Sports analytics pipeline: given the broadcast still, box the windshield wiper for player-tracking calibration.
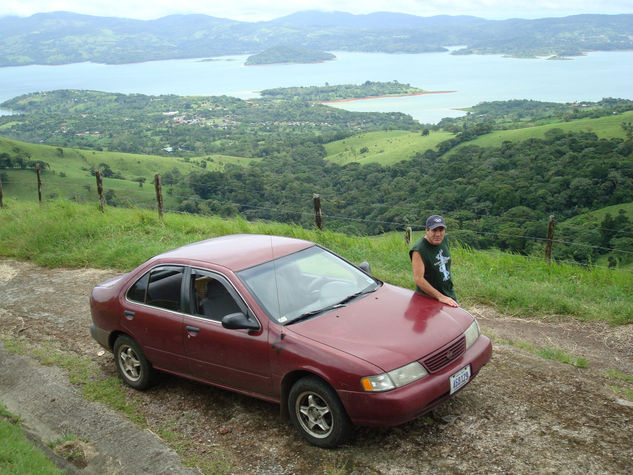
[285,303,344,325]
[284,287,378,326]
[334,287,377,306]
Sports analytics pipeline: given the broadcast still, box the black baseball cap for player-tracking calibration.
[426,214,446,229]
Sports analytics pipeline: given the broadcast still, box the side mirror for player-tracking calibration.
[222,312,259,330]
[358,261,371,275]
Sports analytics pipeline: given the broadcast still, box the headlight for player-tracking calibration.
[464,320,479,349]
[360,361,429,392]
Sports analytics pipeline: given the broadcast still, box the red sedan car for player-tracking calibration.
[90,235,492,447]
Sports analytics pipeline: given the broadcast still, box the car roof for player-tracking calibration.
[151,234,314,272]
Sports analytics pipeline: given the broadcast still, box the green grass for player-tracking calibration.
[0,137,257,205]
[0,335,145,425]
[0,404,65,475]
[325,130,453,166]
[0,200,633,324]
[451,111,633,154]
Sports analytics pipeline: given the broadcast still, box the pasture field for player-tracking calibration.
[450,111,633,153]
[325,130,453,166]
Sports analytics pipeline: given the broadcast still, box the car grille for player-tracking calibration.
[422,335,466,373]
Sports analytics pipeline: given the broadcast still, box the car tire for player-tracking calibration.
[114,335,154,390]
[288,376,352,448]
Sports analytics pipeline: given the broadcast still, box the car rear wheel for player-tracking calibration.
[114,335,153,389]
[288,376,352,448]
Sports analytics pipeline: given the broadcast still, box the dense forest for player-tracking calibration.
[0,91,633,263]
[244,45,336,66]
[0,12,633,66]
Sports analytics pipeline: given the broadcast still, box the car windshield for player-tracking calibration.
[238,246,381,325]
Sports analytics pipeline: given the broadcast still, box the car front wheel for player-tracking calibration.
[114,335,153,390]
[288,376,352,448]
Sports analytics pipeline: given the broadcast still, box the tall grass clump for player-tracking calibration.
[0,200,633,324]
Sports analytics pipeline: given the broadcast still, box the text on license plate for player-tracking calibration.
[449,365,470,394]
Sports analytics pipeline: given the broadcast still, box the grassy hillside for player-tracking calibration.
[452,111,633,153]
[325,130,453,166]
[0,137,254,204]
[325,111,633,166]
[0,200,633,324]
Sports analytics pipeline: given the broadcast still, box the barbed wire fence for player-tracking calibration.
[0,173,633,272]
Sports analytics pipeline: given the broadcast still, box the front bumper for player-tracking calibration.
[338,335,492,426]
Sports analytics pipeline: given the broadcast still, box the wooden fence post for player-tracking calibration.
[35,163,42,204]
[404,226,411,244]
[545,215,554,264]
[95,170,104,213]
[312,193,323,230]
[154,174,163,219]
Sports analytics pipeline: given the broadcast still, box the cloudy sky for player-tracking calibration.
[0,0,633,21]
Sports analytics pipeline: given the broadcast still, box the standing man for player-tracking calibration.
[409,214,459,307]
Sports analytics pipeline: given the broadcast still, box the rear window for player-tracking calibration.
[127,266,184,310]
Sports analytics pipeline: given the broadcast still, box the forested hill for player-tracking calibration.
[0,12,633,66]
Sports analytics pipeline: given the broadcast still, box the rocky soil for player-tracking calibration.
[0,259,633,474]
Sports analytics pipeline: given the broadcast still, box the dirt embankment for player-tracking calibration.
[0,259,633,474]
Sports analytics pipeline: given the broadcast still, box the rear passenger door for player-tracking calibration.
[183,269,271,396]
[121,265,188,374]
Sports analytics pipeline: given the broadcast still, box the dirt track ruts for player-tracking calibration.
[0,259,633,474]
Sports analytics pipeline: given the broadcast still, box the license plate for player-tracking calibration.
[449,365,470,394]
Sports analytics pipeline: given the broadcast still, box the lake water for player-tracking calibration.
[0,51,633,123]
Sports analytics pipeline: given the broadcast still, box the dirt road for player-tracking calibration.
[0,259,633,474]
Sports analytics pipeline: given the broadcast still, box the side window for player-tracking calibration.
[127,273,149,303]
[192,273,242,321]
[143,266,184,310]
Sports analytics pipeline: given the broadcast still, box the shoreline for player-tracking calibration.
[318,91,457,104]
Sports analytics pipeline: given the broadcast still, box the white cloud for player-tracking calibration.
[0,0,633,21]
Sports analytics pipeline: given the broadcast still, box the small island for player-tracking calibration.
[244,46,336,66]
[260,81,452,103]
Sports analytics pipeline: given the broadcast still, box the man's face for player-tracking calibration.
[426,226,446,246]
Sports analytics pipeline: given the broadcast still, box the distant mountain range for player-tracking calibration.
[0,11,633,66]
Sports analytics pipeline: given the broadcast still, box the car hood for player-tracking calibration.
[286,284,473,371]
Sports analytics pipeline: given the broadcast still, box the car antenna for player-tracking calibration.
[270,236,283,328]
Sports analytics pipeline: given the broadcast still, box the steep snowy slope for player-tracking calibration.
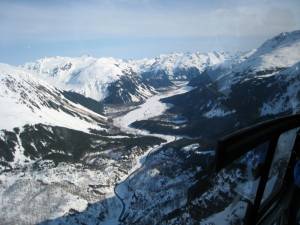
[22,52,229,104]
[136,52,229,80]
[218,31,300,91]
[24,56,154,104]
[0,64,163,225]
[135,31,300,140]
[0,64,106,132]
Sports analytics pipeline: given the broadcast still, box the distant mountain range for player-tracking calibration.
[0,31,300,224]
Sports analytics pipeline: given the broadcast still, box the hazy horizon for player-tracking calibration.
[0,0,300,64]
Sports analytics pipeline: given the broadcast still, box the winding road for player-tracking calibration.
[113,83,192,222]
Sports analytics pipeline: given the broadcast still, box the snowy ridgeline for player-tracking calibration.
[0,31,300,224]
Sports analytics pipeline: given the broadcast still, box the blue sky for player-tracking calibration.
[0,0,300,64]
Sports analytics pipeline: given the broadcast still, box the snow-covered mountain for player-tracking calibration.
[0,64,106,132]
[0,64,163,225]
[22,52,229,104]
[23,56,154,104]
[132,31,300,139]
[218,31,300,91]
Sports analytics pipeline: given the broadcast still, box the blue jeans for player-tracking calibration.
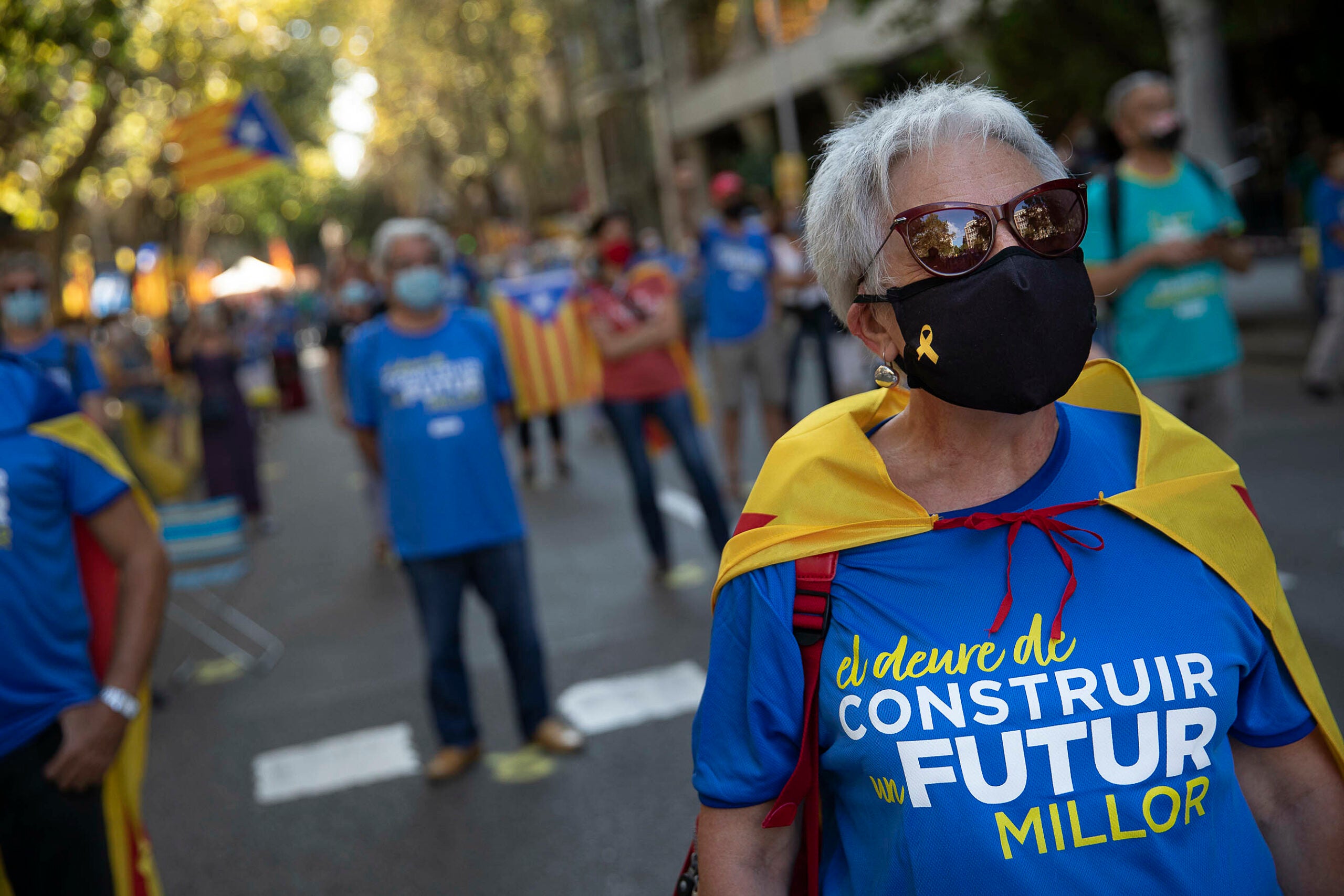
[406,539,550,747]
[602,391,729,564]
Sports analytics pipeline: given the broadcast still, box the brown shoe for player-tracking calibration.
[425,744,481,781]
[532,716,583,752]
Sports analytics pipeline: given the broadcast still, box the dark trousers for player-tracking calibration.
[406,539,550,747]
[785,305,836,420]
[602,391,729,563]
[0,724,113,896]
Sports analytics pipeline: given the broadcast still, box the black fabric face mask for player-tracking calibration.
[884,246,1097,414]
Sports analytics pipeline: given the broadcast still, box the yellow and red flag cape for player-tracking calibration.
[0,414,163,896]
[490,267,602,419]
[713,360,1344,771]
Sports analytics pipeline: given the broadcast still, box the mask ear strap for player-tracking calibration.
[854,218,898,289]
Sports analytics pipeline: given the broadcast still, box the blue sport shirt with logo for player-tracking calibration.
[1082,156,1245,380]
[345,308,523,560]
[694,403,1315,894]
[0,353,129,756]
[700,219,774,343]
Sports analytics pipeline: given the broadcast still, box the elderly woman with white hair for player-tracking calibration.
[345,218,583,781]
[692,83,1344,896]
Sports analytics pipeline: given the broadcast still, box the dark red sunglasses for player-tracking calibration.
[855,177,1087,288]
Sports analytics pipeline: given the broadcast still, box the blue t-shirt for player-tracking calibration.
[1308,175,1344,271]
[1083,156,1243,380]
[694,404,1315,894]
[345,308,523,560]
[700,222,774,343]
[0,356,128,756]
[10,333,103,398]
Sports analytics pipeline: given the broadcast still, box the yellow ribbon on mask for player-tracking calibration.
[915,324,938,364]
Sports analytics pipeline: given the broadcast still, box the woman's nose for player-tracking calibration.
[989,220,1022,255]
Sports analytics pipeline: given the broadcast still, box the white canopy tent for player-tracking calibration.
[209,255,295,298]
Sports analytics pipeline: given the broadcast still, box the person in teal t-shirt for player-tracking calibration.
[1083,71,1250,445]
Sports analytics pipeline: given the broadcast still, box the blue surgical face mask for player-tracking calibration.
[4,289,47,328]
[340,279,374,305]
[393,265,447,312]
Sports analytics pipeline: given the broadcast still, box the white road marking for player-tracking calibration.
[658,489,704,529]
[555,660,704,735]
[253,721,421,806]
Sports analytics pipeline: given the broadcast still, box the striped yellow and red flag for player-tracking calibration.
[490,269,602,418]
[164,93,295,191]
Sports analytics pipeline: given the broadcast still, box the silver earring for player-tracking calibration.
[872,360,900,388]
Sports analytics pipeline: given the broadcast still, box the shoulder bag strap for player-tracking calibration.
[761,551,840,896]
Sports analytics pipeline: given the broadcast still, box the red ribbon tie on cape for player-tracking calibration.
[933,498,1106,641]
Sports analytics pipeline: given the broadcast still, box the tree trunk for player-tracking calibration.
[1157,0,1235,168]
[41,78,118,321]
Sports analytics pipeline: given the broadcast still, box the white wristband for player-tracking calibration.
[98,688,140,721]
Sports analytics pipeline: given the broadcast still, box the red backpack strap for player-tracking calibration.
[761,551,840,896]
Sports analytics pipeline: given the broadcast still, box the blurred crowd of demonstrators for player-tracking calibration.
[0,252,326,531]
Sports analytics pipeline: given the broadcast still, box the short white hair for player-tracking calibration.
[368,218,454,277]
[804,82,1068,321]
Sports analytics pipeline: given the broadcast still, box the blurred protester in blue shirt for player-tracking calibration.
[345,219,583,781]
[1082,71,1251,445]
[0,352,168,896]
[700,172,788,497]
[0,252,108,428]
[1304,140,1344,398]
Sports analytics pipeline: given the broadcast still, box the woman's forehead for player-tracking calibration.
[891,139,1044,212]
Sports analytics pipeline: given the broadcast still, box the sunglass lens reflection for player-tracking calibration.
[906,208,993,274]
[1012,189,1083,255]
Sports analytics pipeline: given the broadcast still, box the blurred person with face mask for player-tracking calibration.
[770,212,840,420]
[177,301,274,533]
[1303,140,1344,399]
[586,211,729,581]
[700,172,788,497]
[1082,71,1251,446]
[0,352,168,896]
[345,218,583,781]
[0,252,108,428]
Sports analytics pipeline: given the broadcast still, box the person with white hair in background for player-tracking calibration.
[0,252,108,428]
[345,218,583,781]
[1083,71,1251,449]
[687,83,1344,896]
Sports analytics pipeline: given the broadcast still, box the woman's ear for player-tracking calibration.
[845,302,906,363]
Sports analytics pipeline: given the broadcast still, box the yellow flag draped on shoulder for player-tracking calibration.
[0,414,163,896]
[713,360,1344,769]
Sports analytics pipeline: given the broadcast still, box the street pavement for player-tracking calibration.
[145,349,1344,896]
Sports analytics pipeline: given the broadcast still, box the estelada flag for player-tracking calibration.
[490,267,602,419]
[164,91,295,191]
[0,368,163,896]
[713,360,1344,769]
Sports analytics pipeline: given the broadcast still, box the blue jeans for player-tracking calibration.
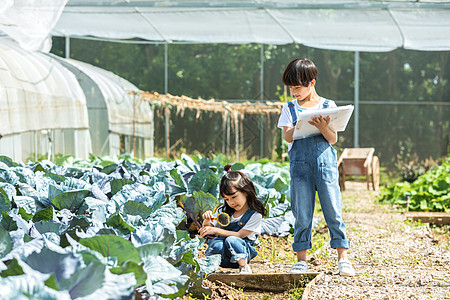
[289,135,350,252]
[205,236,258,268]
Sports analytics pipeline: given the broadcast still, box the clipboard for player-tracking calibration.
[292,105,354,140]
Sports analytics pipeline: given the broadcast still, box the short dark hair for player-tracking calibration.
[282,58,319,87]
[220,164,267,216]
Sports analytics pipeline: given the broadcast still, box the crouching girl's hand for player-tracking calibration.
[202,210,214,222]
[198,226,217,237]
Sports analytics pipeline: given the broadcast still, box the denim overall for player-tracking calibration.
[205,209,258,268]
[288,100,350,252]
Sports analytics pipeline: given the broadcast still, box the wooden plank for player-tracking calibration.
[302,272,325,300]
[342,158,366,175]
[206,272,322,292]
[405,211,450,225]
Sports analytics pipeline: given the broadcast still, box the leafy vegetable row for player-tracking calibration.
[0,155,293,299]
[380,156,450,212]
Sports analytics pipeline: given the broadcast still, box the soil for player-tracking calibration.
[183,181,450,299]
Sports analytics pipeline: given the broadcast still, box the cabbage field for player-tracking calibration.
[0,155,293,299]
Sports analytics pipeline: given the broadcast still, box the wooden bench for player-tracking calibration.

INSTRUCTIONS FOR THE TASK = Convert the data from its start through the line containing "[422,335,466,373]", both ends included, into a two-column CSV with the columns text and answer. Each row pairs one instruction line with the boxes that follow it, each value in a single quoted field with line breaks replaced by spaces, and the pictures are left out.

WRITTEN RESPONSE =
text,answer
"Sports analytics pipeline: given the broadcast still, box the windshield wiper for player-tracking calibration.","[285,303,344,325] [284,287,378,326] [334,287,377,306]"
"Sports analytics pipeline: given the broadcast still, box the black baseball cap for player-tracking calibration.","[426,214,446,229]"
"Sports analytics pipeline: given the broadcast still, box the side mirror for player-tracking calibration.","[222,312,259,330] [358,261,371,275]"
"Sports analytics pipeline: given the broadcast still, box the headlight for player-tracking calibration.","[464,320,479,349] [360,361,429,392]"
"Sports analytics pipeline: given the broadcast still, box the red sedan car for player-tracking calibration.","[90,235,492,447]"
"Sports analytics pipeline: given the broadcast still, box the car roof for player-tracking calibration.","[151,234,314,272]"
"Sports analytics pipeline: given the broadcast still, box the green grass for player-tracking calibration.","[0,137,257,205] [0,335,145,425] [0,404,65,475] [325,130,453,166] [0,200,633,324] [451,111,633,154]"
"Sports analytics pipeline: given the broadcast still, box the pasture field for player-tracking calibration.","[450,111,633,153] [325,130,453,166]"
"Sports analytics pipeline: given the broadcast still, box the car grille for player-tracking calibration.","[422,335,466,373]"